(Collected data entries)
▼

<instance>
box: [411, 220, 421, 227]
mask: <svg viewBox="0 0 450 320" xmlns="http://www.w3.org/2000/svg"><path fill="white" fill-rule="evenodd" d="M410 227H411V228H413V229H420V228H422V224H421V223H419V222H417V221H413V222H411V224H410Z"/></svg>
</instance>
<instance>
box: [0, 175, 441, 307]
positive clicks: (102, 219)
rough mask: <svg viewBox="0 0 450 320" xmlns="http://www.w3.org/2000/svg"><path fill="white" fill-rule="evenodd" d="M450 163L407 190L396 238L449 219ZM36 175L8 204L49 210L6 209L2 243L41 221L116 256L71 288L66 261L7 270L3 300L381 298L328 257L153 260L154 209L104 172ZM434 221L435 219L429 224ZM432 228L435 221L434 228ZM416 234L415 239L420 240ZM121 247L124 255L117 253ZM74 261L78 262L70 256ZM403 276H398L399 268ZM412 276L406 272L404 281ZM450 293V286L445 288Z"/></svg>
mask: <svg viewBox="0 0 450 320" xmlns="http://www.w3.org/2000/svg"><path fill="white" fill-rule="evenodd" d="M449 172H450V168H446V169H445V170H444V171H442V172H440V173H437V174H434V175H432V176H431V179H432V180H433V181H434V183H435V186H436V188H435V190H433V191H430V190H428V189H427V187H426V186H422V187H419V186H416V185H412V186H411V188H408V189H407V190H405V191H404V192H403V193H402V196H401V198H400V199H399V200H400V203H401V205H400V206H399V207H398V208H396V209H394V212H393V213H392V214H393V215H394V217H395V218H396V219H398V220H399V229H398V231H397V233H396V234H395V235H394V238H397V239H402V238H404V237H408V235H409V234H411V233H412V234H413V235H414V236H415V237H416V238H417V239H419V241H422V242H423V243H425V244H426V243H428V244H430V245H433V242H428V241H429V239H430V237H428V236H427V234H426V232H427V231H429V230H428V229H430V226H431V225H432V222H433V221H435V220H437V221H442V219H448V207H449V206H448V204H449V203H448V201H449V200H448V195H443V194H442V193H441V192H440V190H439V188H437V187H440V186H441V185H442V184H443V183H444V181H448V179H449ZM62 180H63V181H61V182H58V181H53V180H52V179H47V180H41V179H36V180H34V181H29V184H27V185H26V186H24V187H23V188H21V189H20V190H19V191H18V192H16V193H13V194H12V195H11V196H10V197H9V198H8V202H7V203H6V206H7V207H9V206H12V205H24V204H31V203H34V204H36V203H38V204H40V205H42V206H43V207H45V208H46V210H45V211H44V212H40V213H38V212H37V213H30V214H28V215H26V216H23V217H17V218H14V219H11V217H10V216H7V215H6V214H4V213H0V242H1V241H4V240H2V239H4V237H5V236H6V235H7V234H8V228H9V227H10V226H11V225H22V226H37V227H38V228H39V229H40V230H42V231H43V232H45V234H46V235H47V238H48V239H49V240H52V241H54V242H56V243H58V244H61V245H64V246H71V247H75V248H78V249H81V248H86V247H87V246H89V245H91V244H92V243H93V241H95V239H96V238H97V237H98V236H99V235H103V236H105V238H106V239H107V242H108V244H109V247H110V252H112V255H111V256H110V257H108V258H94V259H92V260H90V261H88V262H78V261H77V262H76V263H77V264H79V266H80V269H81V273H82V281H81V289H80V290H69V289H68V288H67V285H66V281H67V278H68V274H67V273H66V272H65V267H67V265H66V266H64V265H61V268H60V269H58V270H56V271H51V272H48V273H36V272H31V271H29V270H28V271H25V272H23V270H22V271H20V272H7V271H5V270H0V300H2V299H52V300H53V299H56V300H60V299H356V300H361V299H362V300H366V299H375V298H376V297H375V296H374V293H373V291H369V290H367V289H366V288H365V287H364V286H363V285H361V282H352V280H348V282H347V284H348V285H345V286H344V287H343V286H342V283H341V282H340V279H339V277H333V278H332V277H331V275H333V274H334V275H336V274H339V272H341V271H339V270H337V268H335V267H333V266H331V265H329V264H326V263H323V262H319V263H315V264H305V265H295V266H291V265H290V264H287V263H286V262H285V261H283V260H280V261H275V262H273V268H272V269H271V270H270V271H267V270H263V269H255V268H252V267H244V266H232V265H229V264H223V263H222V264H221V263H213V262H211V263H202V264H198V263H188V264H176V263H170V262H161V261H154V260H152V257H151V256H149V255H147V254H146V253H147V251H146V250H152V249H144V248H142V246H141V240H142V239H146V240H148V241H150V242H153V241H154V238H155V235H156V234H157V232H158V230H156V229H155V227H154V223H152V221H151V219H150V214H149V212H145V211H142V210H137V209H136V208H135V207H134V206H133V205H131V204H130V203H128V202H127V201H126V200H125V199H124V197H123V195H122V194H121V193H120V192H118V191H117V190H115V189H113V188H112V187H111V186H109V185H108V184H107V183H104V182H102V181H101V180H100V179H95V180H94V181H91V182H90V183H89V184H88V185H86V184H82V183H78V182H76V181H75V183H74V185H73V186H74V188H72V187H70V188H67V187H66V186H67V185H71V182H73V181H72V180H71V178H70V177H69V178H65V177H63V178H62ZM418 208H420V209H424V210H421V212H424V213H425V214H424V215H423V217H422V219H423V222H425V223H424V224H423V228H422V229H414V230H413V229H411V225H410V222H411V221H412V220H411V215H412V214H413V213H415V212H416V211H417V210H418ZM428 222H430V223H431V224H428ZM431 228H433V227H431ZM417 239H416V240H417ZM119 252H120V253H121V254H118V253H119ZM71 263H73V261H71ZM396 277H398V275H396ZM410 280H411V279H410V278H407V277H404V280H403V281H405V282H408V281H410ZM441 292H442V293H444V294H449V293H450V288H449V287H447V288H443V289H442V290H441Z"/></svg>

▲

* [Aim of the exercise]: In full and without change, transcribe every line of the records above.

* [Finished exercise]:
<instance>
box: [411, 220, 421, 227]
mask: <svg viewBox="0 0 450 320" xmlns="http://www.w3.org/2000/svg"><path fill="white" fill-rule="evenodd" d="M410 227H411V228H413V229H420V228H422V224H421V223H419V222H417V221H413V222H411V224H410Z"/></svg>
</instance>
<instance>
box: [0, 175, 441, 307]
positive clicks: (102, 219)
rough mask: <svg viewBox="0 0 450 320" xmlns="http://www.w3.org/2000/svg"><path fill="white" fill-rule="evenodd" d="M450 163L407 190L396 238L449 219ZM36 175L8 204L49 210L6 209L2 243L41 221L116 256L71 288L66 261L7 270L3 300L381 298L328 257L153 260L154 209L104 172ZM434 221L435 219L429 224ZM432 228L435 221L434 228ZM416 234L415 239L420 240ZM121 247L124 255L117 253ZM74 261L78 262L70 256ZM403 276H398L399 268ZM412 276L406 272L404 281ZM450 293V286L445 288Z"/></svg>
mask: <svg viewBox="0 0 450 320" xmlns="http://www.w3.org/2000/svg"><path fill="white" fill-rule="evenodd" d="M449 172H450V168H446V169H445V170H444V171H442V172H440V173H437V174H434V175H432V176H431V179H432V180H433V181H434V183H435V186H436V188H435V190H433V191H430V190H428V189H427V187H426V186H422V187H419V186H416V185H412V186H411V188H408V189H407V190H405V191H404V192H403V193H402V196H401V198H400V199H399V200H400V203H401V205H400V206H399V207H398V208H396V209H394V212H393V213H392V214H393V215H394V217H395V218H396V219H398V220H399V229H398V231H397V233H396V234H395V235H394V238H397V239H402V238H404V237H408V235H409V234H411V233H412V234H413V235H414V236H415V237H416V238H417V239H419V241H422V242H423V243H425V244H426V243H428V244H430V245H433V242H428V241H429V239H430V237H428V236H427V234H426V232H427V231H429V230H428V229H430V226H431V225H432V222H433V221H435V220H437V221H442V219H448V207H449V206H448V204H449V203H448V201H449V200H448V195H443V194H442V193H441V192H440V190H439V188H437V187H440V186H441V185H442V184H443V183H444V181H448V179H449ZM62 180H63V181H61V182H58V181H53V180H52V179H47V180H41V179H36V180H34V181H29V184H27V185H26V186H24V187H23V188H21V189H20V190H19V191H18V192H16V193H13V194H12V195H11V196H10V197H9V198H8V202H7V203H6V206H7V207H9V206H12V205H24V204H31V203H34V204H36V203H38V204H40V205H42V206H43V207H45V208H46V210H45V211H44V212H40V213H38V212H37V213H30V214H28V215H26V216H23V217H17V218H14V219H11V217H10V216H7V215H6V214H4V213H0V242H1V241H4V240H2V239H4V237H5V236H6V235H7V234H8V228H9V227H10V226H11V225H22V226H37V227H38V228H39V229H40V230H42V231H43V232H45V234H46V235H47V238H48V239H49V240H52V241H54V242H56V243H58V244H61V245H64V246H71V247H75V248H78V249H81V248H86V247H87V246H89V245H91V244H92V243H93V241H95V239H96V238H97V237H98V236H99V235H103V236H105V238H106V239H107V242H108V244H109V247H110V252H112V255H111V256H110V257H108V258H94V259H92V260H90V261H88V262H78V261H77V262H76V263H77V264H79V266H80V269H81V273H82V281H81V289H80V290H69V289H68V288H67V285H66V281H67V278H68V274H67V273H66V272H65V267H67V265H66V266H64V265H61V268H60V269H58V270H56V271H51V272H48V273H36V272H31V271H29V270H28V271H25V272H23V270H22V271H20V272H7V271H5V270H0V300H2V299H52V300H53V299H56V300H60V299H356V300H361V299H362V300H366V299H375V298H376V297H375V296H374V293H373V291H369V290H367V289H366V288H365V287H364V286H363V285H361V282H352V280H348V282H347V284H348V285H345V286H344V287H343V286H342V283H341V282H340V279H339V277H333V278H332V277H331V275H333V274H334V275H336V274H339V272H341V271H339V270H337V268H335V267H333V266H331V265H329V264H326V263H323V262H319V263H315V264H305V265H295V266H291V265H290V264H287V263H286V262H285V261H283V260H280V261H275V262H273V268H272V269H271V270H270V271H267V270H263V269H255V268H252V267H244V266H232V265H229V264H223V263H222V264H221V263H213V262H211V263H202V264H198V263H188V264H176V263H170V262H161V261H154V260H152V257H151V256H149V255H147V254H146V253H147V251H146V250H152V249H144V248H142V246H141V240H142V239H146V240H148V241H150V242H153V241H154V238H155V235H156V234H157V232H158V230H156V229H155V227H154V223H152V221H151V219H150V214H149V212H145V211H142V210H137V209H136V208H135V207H134V206H133V205H131V204H130V203H128V202H127V201H126V200H125V199H124V197H123V195H122V194H121V193H120V192H118V191H117V190H115V189H113V188H112V187H111V186H109V185H108V184H107V183H104V182H102V181H101V180H100V179H95V180H94V181H91V182H90V183H89V184H88V185H86V184H82V183H78V182H76V181H75V183H74V185H73V186H74V188H72V187H70V188H67V187H66V186H67V185H71V182H73V181H72V180H71V178H70V177H69V178H65V177H63V178H62ZM418 208H420V209H424V210H421V212H424V213H425V214H424V215H423V217H422V219H423V222H425V223H424V224H423V228H422V229H414V230H413V229H411V225H410V222H411V221H412V220H411V215H412V214H413V213H415V212H416V211H417V210H418ZM428 222H430V223H431V224H428ZM431 228H433V227H431ZM417 239H416V240H417ZM119 252H120V253H121V254H118V253H119ZM71 263H73V261H71ZM396 277H398V275H396ZM410 280H411V279H410V278H407V277H404V280H403V281H405V282H408V281H410ZM441 292H442V293H444V294H449V293H450V288H449V287H447V288H443V289H442V290H441Z"/></svg>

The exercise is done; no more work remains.